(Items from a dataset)
►

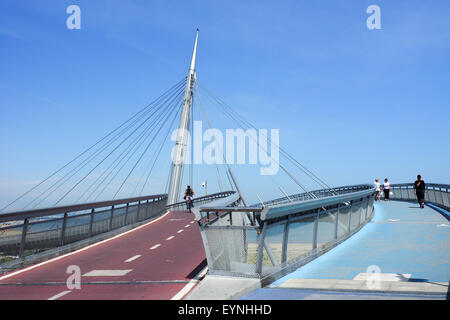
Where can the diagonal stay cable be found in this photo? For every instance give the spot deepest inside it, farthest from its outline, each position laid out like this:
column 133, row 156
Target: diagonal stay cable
column 167, row 112
column 296, row 163
column 86, row 161
column 79, row 155
column 68, row 192
column 140, row 158
column 159, row 151
column 122, row 156
column 277, row 162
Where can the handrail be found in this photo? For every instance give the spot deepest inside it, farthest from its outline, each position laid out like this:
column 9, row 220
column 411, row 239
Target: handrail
column 223, row 194
column 36, row 213
column 284, row 209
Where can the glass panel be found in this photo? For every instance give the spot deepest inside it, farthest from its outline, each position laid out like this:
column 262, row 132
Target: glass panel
column 274, row 239
column 300, row 237
column 344, row 214
column 354, row 223
column 77, row 228
column 325, row 230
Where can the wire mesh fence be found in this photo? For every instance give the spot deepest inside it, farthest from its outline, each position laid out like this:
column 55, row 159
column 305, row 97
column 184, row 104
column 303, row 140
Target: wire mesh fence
column 282, row 241
column 437, row 194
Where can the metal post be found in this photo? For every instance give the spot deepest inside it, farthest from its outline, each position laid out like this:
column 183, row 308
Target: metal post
column 316, row 225
column 24, row 236
column 139, row 209
column 285, row 242
column 126, row 212
column 91, row 222
column 179, row 154
column 336, row 220
column 259, row 255
column 350, row 216
column 63, row 230
column 112, row 216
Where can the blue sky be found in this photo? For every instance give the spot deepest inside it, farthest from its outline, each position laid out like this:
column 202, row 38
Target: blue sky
column 351, row 103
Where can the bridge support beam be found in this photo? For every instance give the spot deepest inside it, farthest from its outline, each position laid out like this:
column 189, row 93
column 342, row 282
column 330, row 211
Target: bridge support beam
column 179, row 154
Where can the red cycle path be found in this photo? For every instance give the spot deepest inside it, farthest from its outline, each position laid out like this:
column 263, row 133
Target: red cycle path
column 157, row 274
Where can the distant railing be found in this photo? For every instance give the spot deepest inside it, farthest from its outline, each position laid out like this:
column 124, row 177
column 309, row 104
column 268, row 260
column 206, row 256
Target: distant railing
column 271, row 241
column 437, row 194
column 52, row 227
column 200, row 200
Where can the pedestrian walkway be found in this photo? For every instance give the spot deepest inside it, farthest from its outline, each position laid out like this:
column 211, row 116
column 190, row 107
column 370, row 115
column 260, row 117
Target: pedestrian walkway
column 409, row 246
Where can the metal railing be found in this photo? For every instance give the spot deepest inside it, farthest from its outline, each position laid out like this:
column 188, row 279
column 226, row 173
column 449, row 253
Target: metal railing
column 437, row 194
column 271, row 241
column 53, row 227
column 201, row 200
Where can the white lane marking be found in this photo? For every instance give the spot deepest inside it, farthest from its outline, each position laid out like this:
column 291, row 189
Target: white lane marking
column 59, row 295
column 106, row 273
column 183, row 292
column 82, row 249
column 442, row 225
column 133, row 258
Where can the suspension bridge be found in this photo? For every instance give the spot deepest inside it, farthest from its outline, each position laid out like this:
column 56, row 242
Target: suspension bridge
column 108, row 215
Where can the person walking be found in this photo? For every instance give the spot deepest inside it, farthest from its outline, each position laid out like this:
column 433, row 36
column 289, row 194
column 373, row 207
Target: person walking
column 377, row 189
column 419, row 191
column 386, row 189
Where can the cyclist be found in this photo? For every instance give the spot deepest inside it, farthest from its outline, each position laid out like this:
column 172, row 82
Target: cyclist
column 188, row 196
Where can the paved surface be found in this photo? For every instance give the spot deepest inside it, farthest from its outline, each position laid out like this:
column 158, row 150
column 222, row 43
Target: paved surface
column 404, row 243
column 158, row 260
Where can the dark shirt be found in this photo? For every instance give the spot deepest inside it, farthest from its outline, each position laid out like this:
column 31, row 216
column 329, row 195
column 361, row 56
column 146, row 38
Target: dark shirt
column 419, row 185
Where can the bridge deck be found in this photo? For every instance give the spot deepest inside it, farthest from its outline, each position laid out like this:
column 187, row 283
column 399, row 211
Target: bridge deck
column 155, row 272
column 402, row 240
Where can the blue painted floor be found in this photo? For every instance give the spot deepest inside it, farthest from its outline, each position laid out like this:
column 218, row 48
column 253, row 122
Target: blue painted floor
column 401, row 238
column 297, row 294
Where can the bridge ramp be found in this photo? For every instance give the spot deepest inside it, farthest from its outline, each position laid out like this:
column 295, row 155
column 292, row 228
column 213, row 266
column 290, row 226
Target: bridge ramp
column 409, row 246
column 154, row 261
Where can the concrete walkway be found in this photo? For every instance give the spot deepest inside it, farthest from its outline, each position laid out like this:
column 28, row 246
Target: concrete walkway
column 409, row 247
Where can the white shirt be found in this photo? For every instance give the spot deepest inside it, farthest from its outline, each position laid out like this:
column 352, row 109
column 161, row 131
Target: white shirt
column 377, row 185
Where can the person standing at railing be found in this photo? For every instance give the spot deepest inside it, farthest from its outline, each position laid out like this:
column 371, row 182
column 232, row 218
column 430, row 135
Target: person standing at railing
column 377, row 189
column 419, row 191
column 386, row 189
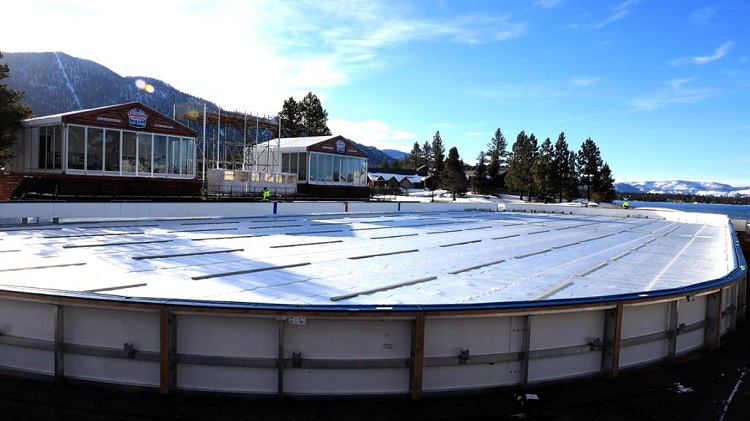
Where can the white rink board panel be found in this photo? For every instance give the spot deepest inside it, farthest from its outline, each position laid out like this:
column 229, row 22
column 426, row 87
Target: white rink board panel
column 548, row 369
column 301, row 381
column 471, row 376
column 557, row 330
column 227, row 379
column 641, row 320
column 642, row 354
column 227, row 336
column 38, row 361
column 349, row 339
column 446, row 337
column 693, row 311
column 690, row 341
column 27, row 319
column 112, row 328
column 111, row 370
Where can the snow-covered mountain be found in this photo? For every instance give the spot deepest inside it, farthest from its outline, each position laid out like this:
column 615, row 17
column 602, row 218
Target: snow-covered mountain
column 698, row 188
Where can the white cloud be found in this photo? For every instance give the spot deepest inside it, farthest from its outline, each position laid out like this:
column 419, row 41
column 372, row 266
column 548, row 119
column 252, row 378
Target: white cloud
column 583, row 81
column 621, row 11
column 373, row 133
column 548, row 4
column 701, row 15
column 719, row 53
column 676, row 91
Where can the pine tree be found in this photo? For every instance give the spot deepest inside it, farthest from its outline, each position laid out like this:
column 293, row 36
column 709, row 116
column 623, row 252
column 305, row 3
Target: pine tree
column 563, row 171
column 496, row 151
column 480, row 182
column 521, row 163
column 291, row 119
column 588, row 165
column 438, row 156
column 543, row 170
column 12, row 111
column 314, row 117
column 604, row 185
column 415, row 156
column 453, row 177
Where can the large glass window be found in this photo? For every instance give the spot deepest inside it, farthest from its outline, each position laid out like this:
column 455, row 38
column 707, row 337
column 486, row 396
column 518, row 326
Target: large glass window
column 160, row 154
column 47, row 147
column 94, row 149
column 144, row 153
column 76, row 147
column 118, row 151
column 302, row 170
column 188, row 157
column 175, row 155
column 112, row 150
column 328, row 168
column 129, row 146
column 285, row 162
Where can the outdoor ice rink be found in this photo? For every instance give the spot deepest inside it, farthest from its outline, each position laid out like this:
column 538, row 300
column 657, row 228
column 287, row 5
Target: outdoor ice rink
column 381, row 259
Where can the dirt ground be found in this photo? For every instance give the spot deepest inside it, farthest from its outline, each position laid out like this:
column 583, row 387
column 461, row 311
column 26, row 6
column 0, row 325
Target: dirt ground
column 716, row 387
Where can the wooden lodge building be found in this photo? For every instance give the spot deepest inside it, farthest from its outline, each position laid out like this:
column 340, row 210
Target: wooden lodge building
column 130, row 152
column 311, row 167
column 120, row 152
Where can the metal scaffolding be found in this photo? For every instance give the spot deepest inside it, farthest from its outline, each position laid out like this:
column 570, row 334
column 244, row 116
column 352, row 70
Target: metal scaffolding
column 230, row 140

◄

#### Problem to solve
Having found the line with "column 305, row 3", transcribe it and each line after it to the end of the entries, with no other lines.

#### Completed task
column 305, row 3
Target: pine tree
column 563, row 171
column 496, row 151
column 480, row 182
column 521, row 163
column 291, row 119
column 588, row 165
column 438, row 156
column 543, row 170
column 12, row 111
column 314, row 117
column 604, row 185
column 415, row 156
column 453, row 177
Where can the large glass window be found in this photo? For every instance give the spot deepest inside it, farthest from its outline, each position laid out like this:
column 455, row 38
column 707, row 337
column 486, row 396
column 518, row 326
Target: large glass window
column 160, row 154
column 47, row 147
column 94, row 149
column 144, row 153
column 76, row 147
column 118, row 151
column 302, row 170
column 188, row 157
column 175, row 155
column 112, row 150
column 328, row 168
column 129, row 146
column 285, row 162
Where can the outdoor ice rink be found in this photo? For every instance give the spot deepest inside it, farthest from its outline, each position laid out like this:
column 538, row 300
column 657, row 228
column 287, row 5
Target: outdoor ice rink
column 381, row 259
Where can the dirt ground be found in this photo? For every instance give the spot deepest inside it, farthest from its outline, each position laid out like this:
column 583, row 387
column 461, row 311
column 26, row 6
column 0, row 325
Target: dirt ground
column 716, row 387
Where can the wooden lodge building be found in this photo? For every instance give the spot deepest inside it, farthest from its outline, each position laid out like this:
column 340, row 210
Target: wooden lodge building
column 130, row 152
column 311, row 167
column 120, row 152
Where can the metal scaffolding be found in this photo? For every instance give the spot deepest inside it, farthest from its outline, each position laid out like this:
column 570, row 334
column 244, row 116
column 352, row 70
Target: metal scaffolding
column 230, row 140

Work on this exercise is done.